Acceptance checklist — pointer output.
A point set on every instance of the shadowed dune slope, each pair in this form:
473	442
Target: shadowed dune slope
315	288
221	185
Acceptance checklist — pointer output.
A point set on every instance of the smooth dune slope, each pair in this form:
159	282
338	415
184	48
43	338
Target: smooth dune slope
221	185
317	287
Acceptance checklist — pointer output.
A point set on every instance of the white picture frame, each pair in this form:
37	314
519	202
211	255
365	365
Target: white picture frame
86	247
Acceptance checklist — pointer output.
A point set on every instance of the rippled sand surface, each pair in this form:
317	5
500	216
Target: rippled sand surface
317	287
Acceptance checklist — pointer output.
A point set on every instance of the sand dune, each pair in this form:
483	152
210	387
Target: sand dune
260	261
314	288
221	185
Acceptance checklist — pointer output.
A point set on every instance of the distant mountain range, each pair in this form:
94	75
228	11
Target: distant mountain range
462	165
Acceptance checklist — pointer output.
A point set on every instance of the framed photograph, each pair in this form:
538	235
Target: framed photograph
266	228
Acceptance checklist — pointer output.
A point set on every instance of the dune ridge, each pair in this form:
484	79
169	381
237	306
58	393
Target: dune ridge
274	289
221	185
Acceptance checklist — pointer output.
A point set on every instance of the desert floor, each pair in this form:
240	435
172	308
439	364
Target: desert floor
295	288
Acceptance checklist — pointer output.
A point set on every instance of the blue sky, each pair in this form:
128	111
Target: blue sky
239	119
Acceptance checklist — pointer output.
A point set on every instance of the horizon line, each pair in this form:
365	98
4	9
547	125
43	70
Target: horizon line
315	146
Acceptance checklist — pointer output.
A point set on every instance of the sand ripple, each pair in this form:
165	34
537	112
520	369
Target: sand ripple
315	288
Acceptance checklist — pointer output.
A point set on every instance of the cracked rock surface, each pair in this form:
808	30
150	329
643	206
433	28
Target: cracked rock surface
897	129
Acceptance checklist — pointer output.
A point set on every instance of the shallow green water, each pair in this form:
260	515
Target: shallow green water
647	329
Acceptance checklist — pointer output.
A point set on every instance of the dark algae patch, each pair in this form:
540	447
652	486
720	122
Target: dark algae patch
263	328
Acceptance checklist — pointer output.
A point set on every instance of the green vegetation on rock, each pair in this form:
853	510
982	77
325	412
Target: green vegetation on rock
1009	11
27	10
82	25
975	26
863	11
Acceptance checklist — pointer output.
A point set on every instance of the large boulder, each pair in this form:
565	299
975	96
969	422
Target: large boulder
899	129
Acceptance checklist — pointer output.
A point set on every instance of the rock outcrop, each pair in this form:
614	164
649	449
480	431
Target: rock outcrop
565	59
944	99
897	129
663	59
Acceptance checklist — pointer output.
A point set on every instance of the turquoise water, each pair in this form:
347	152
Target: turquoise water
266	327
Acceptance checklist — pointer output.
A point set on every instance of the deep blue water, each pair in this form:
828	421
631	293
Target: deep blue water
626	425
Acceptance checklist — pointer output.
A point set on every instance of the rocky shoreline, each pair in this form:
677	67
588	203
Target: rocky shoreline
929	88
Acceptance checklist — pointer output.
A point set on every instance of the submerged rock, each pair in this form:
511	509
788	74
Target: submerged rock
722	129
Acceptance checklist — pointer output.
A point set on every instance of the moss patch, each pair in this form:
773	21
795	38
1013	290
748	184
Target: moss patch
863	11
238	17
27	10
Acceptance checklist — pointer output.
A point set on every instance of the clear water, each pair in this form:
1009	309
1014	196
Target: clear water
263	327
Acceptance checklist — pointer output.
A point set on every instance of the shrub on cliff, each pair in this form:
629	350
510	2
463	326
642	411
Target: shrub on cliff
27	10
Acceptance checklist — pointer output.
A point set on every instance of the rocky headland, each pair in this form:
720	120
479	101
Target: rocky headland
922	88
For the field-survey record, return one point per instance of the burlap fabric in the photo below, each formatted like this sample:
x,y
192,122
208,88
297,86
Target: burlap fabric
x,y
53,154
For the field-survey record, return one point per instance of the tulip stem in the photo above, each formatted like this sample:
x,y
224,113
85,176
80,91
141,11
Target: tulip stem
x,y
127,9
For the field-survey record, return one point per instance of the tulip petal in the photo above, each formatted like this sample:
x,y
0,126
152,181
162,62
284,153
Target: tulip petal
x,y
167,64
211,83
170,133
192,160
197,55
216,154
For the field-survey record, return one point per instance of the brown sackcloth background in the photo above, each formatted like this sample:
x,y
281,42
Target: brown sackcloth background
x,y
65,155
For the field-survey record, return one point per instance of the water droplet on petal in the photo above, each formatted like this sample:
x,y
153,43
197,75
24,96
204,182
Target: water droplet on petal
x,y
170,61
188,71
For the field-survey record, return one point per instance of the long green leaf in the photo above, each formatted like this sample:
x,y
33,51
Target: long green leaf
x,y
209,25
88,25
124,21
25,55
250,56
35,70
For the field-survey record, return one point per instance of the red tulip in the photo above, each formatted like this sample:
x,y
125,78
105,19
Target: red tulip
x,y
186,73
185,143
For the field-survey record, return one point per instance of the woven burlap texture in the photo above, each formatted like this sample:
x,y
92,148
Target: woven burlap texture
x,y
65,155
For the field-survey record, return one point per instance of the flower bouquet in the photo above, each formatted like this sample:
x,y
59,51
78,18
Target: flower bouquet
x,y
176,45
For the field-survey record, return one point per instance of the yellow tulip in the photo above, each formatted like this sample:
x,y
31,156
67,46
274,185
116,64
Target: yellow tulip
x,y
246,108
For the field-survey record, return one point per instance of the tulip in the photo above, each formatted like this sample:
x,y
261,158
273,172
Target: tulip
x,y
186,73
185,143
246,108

The task >> Render every line of the data above as a Markdown table with two columns, Row and Line: Row holds a running line number and Line holds the text. Skip blank lines.

Solution to the exercise >>
| Row | Line |
|---|---|
| 1 | Acceptance checklist — pointer output. |
| 2 | A point set on every instance of the shadowed dune slope, each pair in this form: |
| 3 | 473	442 |
| 4 | Target: shadowed dune slope |
| 5 | 315	288 |
| 6 | 221	185 |
| 7 | Acceptance checklist — pointer output. |
| 8 | A point set on every instance of the smooth dune slope, each pair in this form: |
| 9 | 159	282 |
| 10 | 338	415 |
| 11 | 184	48 |
| 12 | 43	338 |
| 13 | Target: smooth dune slope |
| 14 | 221	185 |
| 15 | 317	287 |
| 16 | Acceptance checklist — pointer output. |
| 17 | A point set on every instance of the white picture frame, each pair in this form: |
| 18 | 37	314 |
| 19 | 519	202 |
| 20 | 211	255 |
| 21 | 365	365 |
| 22 | Target: white picture frame |
| 23 | 86	247 |
| 24 | Acceptance checklist — pointer output. |
| 25 | A point set on every instance of the rippled sand surface, each pair in this form: |
| 26 | 317	5 |
| 27 | 500	216 |
| 28 | Target: rippled sand surface |
| 29 | 317	287 |
| 30 | Acceptance checklist — pointer output. |
| 31 | A point set on every instance of the sand dune, each pair in this form: |
| 32 | 483	152 |
| 33 | 210	387 |
| 34 | Target: sand dune |
| 35 | 260	261 |
| 36 | 314	288 |
| 37 | 221	185 |
| 38 | Acceptance checklist — pointer output. |
| 39 | A point set on every instance of the distant mountain range, each pair in this form: |
| 40 | 94	75 |
| 41 | 228	11 |
| 42 | Target: distant mountain range |
| 43 | 462	165 |
| 44 | Acceptance checklist — pointer output. |
| 45 | A point set on every instance of the framed photograph, each pair in this form: |
| 46 | 538	235 |
| 47 | Target: framed photograph |
| 48 | 266	228 |
| 49 | Acceptance checklist — pointer output. |
| 50 | A point set on every instance of the dune ridge, each pair in this form: |
| 51 | 484	79 |
| 52 | 169	381 |
| 53 | 237	306 |
| 54 | 58	393 |
| 55 | Target: dune ridge |
| 56 | 274	289 |
| 57 | 221	185 |
| 58 | Acceptance checklist — pointer output. |
| 59 | A point set on every instance of the desert floor, each pair in this form: |
| 60 | 240	435 |
| 61 | 172	308 |
| 62 | 439	364 |
| 63 | Target: desert floor |
| 64 | 295	288 |
| 65 | Acceptance checklist — pointer output. |
| 66 | A point set on every instance of the blue sky, each pair in this form: |
| 67 | 128	111 |
| 68 | Target: blue sky |
| 69 | 239	119 |
| 70 | Acceptance checklist — pointer output. |
| 71 | A point set on every instance of the horizon line, each pair in this form: |
| 72 | 365	98 |
| 73 | 4	9 |
| 74 | 547	125 |
| 75 | 43	70 |
| 76 | Target: horizon line |
| 77 | 315	146 |
| 78 | Acceptance checklist — pointer output. |
| 79 | A point set on every instance of the sand ripple, each pair in this form: |
| 80 | 165	34 |
| 81 | 537	112 |
| 82 | 520	369 |
| 83 | Target: sand ripple |
| 84 | 315	288 |
| 85 | Acceptance checklist — pointer output. |
| 86 | A point set on every instance of the cracked rock surface, each pair in this form: |
| 87 | 808	30 |
| 88 | 150	329 |
| 89 | 643	206 |
| 90 | 433	28 |
| 91 | Target: cracked rock surface |
| 92 | 897	129 |
| 93 | Acceptance checklist — pointer output. |
| 94 | A point set on every instance of the shallow green water, each pair in this form: |
| 95 | 260	515 |
| 96 | Target: shallow green water |
| 97 | 647	329 |
| 98 | Acceptance checklist — pointer output. |
| 99 | A point set on every instance of the dark algae patch, each pair in this form: |
| 100 | 540	447 |
| 101 | 652	486 |
| 102 | 720	122 |
| 103 | Target: dark algae patch |
| 104 | 263	328 |
| 105 | Acceptance checklist — pointer output. |
| 106 | A point set on every instance of the green vegetation on rock, each pair in this form: |
| 107 | 853	510 |
| 108 | 982	77 |
| 109 | 325	412 |
| 110 | Target: green vegetation on rock |
| 111 | 1009	11 |
| 112 | 27	10 |
| 113 | 82	25 |
| 114 | 975	26 |
| 115 | 863	11 |
| 116 | Acceptance checklist — pointer output. |
| 117 | A point set on every instance of the large boulder, each pair in this form: |
| 118 | 565	299 |
| 119 | 975	96 |
| 120 | 969	422 |
| 121 | Target: large boulder |
| 122 | 899	129 |
| 123 | Acceptance checklist — pointer output. |
| 124 | A point set on every instance of the rock outcrop, each pair in this form: |
| 125 | 614	164 |
| 126 | 649	449 |
| 127 | 480	431 |
| 128 | Target: rock outcrop |
| 129 | 565	59 |
| 130 | 944	99 |
| 131 | 897	129 |
| 132 | 663	59 |
| 133 | Acceptance checklist — pointer output. |
| 134 | A point set on every instance of the turquoise water, each pair in this form: |
| 135 | 347	152 |
| 136 | Target: turquoise water |
| 137 | 266	327 |
| 138 | Acceptance checklist — pointer output. |
| 139 | A point set on every instance of the deep blue water, each pair in this form: |
| 140 | 828	421 |
| 141 | 631	293 |
| 142 | Target: deep blue water |
| 143 | 626	425 |
| 144 | Acceptance checklist — pointer output. |
| 145 | A point set on every instance of the rocky shoreline, each pair in this form: |
| 146 | 677	67 |
| 147 | 588	203 |
| 148 | Target: rocky shoreline |
| 149 | 929	88 |
| 150 | Acceptance checklist — pointer output. |
| 151 | A point set on every instance of the submerged rock, each pair in this form: |
| 152 | 511	509 |
| 153 | 788	74 |
| 154 | Target: submerged rock |
| 155 | 722	129 |
| 156 | Acceptance checklist — pointer output. |
| 157 | A point set on every instance of the moss patch, each pair in this form: |
| 158 | 773	21 |
| 159 | 795	38 |
| 160 | 1013	290 |
| 161 | 748	184 |
| 162 | Target: moss patch |
| 163 | 863	11 |
| 164 | 238	17 |
| 165 | 27	10 |
| 166 | Acceptance checklist — pointer output. |
| 167 | A point set on every instance of the clear water, each pair in this form: |
| 168 | 1009	309 |
| 169 | 1014	196 |
| 170 | Target: clear water |
| 171 | 263	327 |
| 172 | Acceptance checklist — pointer output. |
| 173 | A point set on every instance of the shrub on cliff, each pair in this form: |
| 174 | 629	350 |
| 175 | 510	2 |
| 176 | 463	326 |
| 177 | 642	411 |
| 178 | Target: shrub on cliff |
| 179 | 27	10 |
| 180 | Acceptance checklist — pointer output. |
| 181 | A point set on every instance of the rocky headland, each pair in this form: |
| 182 | 720	120 |
| 183 | 479	101 |
| 184 | Target: rocky headland |
| 185 | 922	88 |
| 186 | For the field-survey record, return one point per instance of the burlap fabric in the photo below, each formatted like this sample: |
| 187 | x,y |
| 188 | 192,122 |
| 189 | 208,88 |
| 190 | 297,86 |
| 191 | Target: burlap fabric |
| 192 | x,y |
| 193 | 53,154 |
| 194 | For the field-survey record, return one point per instance of the tulip stem in the photo above, each formatted like this sample: |
| 195 | x,y |
| 196 | 224,113 |
| 197 | 85,176 |
| 198 | 80,91 |
| 199 | 141,11 |
| 200 | Target: tulip stem |
| 201 | x,y |
| 202 | 127,9 |
| 203 | For the field-survey record, return one point per instance of the tulip petal in the photo above, each formatted like this sample: |
| 204 | x,y |
| 205 | 0,126 |
| 206 | 152,181 |
| 207 | 162,62 |
| 208 | 284,153 |
| 209 | Target: tulip petal |
| 210 | x,y |
| 211 | 167,64 |
| 212 | 211,83 |
| 213 | 170,133 |
| 214 | 192,160 |
| 215 | 197,55 |
| 216 | 216,154 |
| 217 | For the field-survey record, return one point per instance of the brown sackcloth background in the photo above, each formatted like this sample: |
| 218 | x,y |
| 219 | 281,42 |
| 220 | Target: brown sackcloth background |
| 221 | x,y |
| 222 | 65,155 |
| 223 | For the field-survey record, return one point per instance of the water droplet on petal in the photo above, each formatted like this sample: |
| 224 | x,y |
| 225 | 153,43 |
| 226 | 197,75 |
| 227 | 24,96 |
| 228 | 204,182 |
| 229 | Target: water droplet on petal |
| 230 | x,y |
| 231 | 170,61 |
| 232 | 188,71 |
| 233 | For the field-survey record, return one point per instance of the long green leaf in the photo above, each formatted like this sample: |
| 234 | x,y |
| 235 | 33,51 |
| 236 | Target: long green leaf |
| 237 | x,y |
| 238 | 209,25 |
| 239 | 88,25 |
| 240 | 124,21 |
| 241 | 25,55 |
| 242 | 250,56 |
| 243 | 35,70 |
| 244 | For the field-survey record, return one point per instance of the red tulip in the photo above, each formatted like this sample: |
| 245 | x,y |
| 246 | 125,78 |
| 247 | 105,19 |
| 248 | Target: red tulip |
| 249 | x,y |
| 250 | 186,73 |
| 251 | 185,143 |
| 252 | For the field-survey record, return one point per instance of the woven burlap texture in the photo above, each formatted like this sample: |
| 253 | x,y |
| 254 | 92,148 |
| 255 | Target: woven burlap texture |
| 256 | x,y |
| 257 | 65,155 |
| 258 | For the field-survey record, return one point per instance of the flower bouquet in the photo above, each formatted like this sample: |
| 259 | x,y |
| 260 | 59,51 |
| 261 | 78,18 |
| 262 | Target: flower bouquet |
| 263 | x,y |
| 264 | 176,45 |
| 265 | For the field-survey record, return one point per instance of the yellow tulip in the photo above, each formatted like this sample: |
| 266 | x,y |
| 267 | 31,156 |
| 268 | 67,46 |
| 269 | 274,185 |
| 270 | 116,64 |
| 271 | Target: yellow tulip |
| 272 | x,y |
| 273 | 246,108 |
| 274 | For the field-survey record, return one point per instance of the tulip in the photo above, each formatted like this sample: |
| 275 | x,y |
| 276 | 261,158 |
| 277 | 273,172 |
| 278 | Target: tulip |
| 279 | x,y |
| 280 | 186,73 |
| 281 | 185,143 |
| 282 | 246,108 |